• _Exercise directions_
The answer must be the full listing, repeated word for word.

• _The data_
=-=-=-=-=

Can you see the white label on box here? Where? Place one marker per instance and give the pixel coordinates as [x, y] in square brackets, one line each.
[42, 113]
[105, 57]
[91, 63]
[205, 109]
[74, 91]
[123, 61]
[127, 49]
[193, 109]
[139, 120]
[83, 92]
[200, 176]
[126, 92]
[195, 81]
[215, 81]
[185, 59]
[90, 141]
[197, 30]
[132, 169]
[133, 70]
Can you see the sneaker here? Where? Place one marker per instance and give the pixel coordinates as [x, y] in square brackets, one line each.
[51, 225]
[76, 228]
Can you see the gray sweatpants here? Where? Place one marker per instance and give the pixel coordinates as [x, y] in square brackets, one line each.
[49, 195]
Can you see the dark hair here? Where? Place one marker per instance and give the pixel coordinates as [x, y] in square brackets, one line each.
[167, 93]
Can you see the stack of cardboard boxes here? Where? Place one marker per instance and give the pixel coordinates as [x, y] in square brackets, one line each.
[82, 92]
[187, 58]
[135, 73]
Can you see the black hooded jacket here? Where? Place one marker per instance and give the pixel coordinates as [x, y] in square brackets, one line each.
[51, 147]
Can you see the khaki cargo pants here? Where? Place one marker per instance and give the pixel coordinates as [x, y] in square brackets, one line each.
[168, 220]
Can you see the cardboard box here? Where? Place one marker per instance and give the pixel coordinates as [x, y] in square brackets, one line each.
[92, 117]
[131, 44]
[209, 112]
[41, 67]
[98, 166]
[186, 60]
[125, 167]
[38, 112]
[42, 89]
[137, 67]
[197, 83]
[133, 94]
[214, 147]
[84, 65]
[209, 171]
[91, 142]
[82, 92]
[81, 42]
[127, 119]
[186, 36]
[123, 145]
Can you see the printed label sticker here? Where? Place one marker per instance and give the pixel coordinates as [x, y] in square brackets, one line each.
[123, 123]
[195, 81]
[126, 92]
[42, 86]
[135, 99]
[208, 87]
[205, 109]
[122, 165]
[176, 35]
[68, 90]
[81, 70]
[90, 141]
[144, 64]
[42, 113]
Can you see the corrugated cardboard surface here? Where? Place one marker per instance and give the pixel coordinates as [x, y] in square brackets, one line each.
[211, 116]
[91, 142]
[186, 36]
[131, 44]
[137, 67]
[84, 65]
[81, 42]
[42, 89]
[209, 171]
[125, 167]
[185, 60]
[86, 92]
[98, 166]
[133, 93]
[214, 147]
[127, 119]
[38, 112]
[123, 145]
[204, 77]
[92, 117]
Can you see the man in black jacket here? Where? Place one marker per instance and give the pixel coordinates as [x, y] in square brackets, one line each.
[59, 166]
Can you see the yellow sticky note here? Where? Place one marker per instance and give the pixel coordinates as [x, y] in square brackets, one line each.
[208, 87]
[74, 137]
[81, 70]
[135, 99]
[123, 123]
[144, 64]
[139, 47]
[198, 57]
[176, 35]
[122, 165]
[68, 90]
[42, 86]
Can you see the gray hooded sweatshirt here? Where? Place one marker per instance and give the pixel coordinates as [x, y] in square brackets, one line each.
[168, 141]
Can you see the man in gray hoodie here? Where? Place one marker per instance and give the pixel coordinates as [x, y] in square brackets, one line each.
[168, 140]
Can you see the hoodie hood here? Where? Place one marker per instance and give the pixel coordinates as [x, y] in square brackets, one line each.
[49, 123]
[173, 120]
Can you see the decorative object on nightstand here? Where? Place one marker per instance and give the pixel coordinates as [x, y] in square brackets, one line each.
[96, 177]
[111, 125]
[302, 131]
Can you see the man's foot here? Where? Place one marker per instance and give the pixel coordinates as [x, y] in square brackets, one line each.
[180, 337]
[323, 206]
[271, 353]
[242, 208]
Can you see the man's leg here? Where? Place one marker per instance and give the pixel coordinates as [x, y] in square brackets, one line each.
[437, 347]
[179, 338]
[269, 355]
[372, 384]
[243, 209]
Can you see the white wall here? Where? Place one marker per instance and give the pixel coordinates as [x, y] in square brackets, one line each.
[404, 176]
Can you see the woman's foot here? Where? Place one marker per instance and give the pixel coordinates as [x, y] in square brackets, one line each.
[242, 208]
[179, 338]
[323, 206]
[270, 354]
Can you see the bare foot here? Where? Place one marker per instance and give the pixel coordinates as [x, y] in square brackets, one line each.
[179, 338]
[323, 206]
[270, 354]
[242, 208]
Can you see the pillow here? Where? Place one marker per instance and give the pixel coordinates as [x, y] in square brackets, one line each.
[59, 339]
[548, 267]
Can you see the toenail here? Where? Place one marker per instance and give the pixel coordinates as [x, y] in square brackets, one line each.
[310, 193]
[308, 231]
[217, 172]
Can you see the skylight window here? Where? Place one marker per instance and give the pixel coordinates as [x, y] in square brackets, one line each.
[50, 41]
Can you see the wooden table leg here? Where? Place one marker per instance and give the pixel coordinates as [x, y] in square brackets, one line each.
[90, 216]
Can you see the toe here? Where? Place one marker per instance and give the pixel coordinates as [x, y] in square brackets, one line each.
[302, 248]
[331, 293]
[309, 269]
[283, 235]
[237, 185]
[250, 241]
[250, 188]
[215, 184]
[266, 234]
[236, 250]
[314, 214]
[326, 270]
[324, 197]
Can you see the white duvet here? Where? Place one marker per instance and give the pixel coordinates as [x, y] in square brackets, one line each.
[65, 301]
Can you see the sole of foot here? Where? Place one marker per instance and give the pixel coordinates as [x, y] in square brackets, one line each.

=-=-=-=-=

• _Answer space_
Can you see the white label on box here? Where? Place one marker per instance and give the pixel coordinates as [x, y] in square brackets, one line each.
[42, 113]
[105, 57]
[91, 63]
[205, 109]
[74, 91]
[123, 61]
[127, 49]
[193, 109]
[139, 120]
[83, 92]
[200, 176]
[126, 92]
[195, 81]
[215, 81]
[185, 59]
[90, 141]
[197, 30]
[132, 169]
[133, 70]
Can you see the sneaker here? Where? Place one marker per instance and give the pixel coordinates as [x, y] in square brackets, one line each.
[51, 225]
[76, 228]
Can you see the gray sweatpants here? Where? Place one marker per instance and give the pixel coordinates as [x, y] in square brackets, one line each.
[49, 195]
Can you see the dark hair here? Where? Place one marker per instance and give the pixel coordinates as [x, y] in square brackets, one line each.
[167, 93]
Can you see the stack of cardboard boxes here? Where? Place one marker per instance and give the pixel coordinates as [x, y] in square brackets, one line each.
[82, 92]
[187, 58]
[135, 73]
Can you see the black hooded jacket here? Where? Place one marker per instance and give the pixel coordinates as [x, y] in square brackets, one line each.
[51, 147]
Can you see the khaki cargo pants here? Where? Place one marker per instance and give the pixel coordinates as [x, y] in square brackets, one line each.
[168, 220]
Can you see the cardboard box here? Where? Place one marker per instance and give the pixel coordinates as [x, y] in square brackets, one line each.
[92, 117]
[131, 44]
[209, 112]
[41, 67]
[98, 166]
[186, 60]
[125, 167]
[38, 112]
[42, 89]
[137, 67]
[197, 83]
[133, 94]
[214, 147]
[84, 65]
[209, 171]
[91, 142]
[82, 92]
[81, 42]
[127, 119]
[186, 36]
[123, 145]
Can you see the printed label sticker here? Where? Place one marker per instance and give the pixel coordinates as [x, y] in square brackets, one line each.
[123, 123]
[195, 81]
[126, 92]
[42, 86]
[135, 99]
[208, 87]
[205, 109]
[122, 165]
[176, 35]
[68, 90]
[81, 70]
[90, 141]
[144, 64]
[42, 113]
Can you see the corrugated cardboard surface here? Where? Place one marker per instance and give the pixel coordinates as [x, y] in square brackets, one line each.
[211, 116]
[91, 142]
[186, 36]
[131, 44]
[137, 67]
[84, 65]
[81, 42]
[42, 89]
[209, 171]
[125, 167]
[185, 60]
[86, 92]
[98, 166]
[133, 93]
[214, 147]
[127, 119]
[38, 112]
[123, 145]
[204, 77]
[92, 117]
Can you see the man in black jacket here? Where? Place one marker per instance and give the pixel coordinates as [x, y] in square brackets, one line each.
[59, 166]
Can you see the yellow sticky note here? Where? Place one marker per instance and give the pixel coordinates as [x, y] in square brackets, one line each.
[208, 87]
[74, 137]
[81, 70]
[135, 99]
[123, 123]
[144, 64]
[139, 47]
[198, 57]
[176, 35]
[122, 165]
[68, 90]
[42, 86]
Can you see the gray hooded sweatshirt here? Where? Place one marker per instance and give the pixel coordinates as [x, y] in square brackets, one line each.
[168, 141]
Can you see the man in gray hoodie here? Where? Place one marker per instance and give the pixel coordinates as [x, y] in square brackets, one line each.
[168, 140]
Can you see the hoodie hood here? Where? Place one marker per instance and give the pixel coordinates as [x, y] in square brackets, one line each.
[49, 123]
[173, 120]
Can you see the decorative object on nightstand here? Where? Place one marker per instance and give the pixel coordinates as [x, y] in square brackets, one line each.
[96, 177]
[111, 125]
[302, 131]
Can you see the man's foot here? Where? Place one marker per instance and give the pixel coordinates as [x, y] in square brackets, one line each.
[180, 337]
[323, 206]
[271, 353]
[242, 208]
Can you see the man's leg here? Where? Place one marker per instance and give the pixel coordinates as [x, y] in square brackets, one line each.
[437, 347]
[179, 338]
[269, 355]
[372, 384]
[243, 209]
Can you see the white wall here? Where? Place one marker per instance and give the pixel coordinates as [x, y] in square brackets, one line each.
[404, 176]
Can you see the woman's foot here? Where? Place one marker per instance and give the pixel coordinates as [x, y] in square brackets, one line each.
[242, 208]
[179, 338]
[323, 206]
[270, 354]
Can you see the bare foot here? Where? Place one marker per instance and give the pixel coordinates as [x, y] in square brackets, one line each.
[179, 338]
[323, 206]
[270, 354]
[242, 208]
Can you see the pillow here? Where? Place one marker per instance and give the pixel coordinates as [x, y] in square brackets, one line each.
[59, 339]
[548, 267]
Can you see the toenail here? Where? Place one marker per instance and give the pixel coordinates as [x, y] in square brackets, one line each.
[310, 193]
[308, 231]
[217, 172]
Can you see the skylight window here? Where? Place one marker per instance and give the pixel coordinates as [x, y] in square brackets, one line each.
[50, 41]
Can you see the wooden table leg here? Where? Place one marker per instance and give the pixel coordinates as [x, y] in square brackets, one line each.
[90, 216]
Can you see the toe here? Where? Place one marker per instance and give the pixel coordinates as [x, y] in square brackets, one line each.
[302, 248]
[331, 293]
[309, 269]
[283, 235]
[237, 185]
[250, 241]
[250, 188]
[215, 184]
[266, 234]
[236, 250]
[314, 214]
[326, 270]
[324, 197]
Can you see the white duvet here? Where? Place one marker per instance and give the pixel coordinates as [x, y] in square brackets, one line each.
[65, 301]
Can you see the sole of foot here? Where? Place one marker per instance and give the pixel coordinates as [x, y] in square brackets, one line each.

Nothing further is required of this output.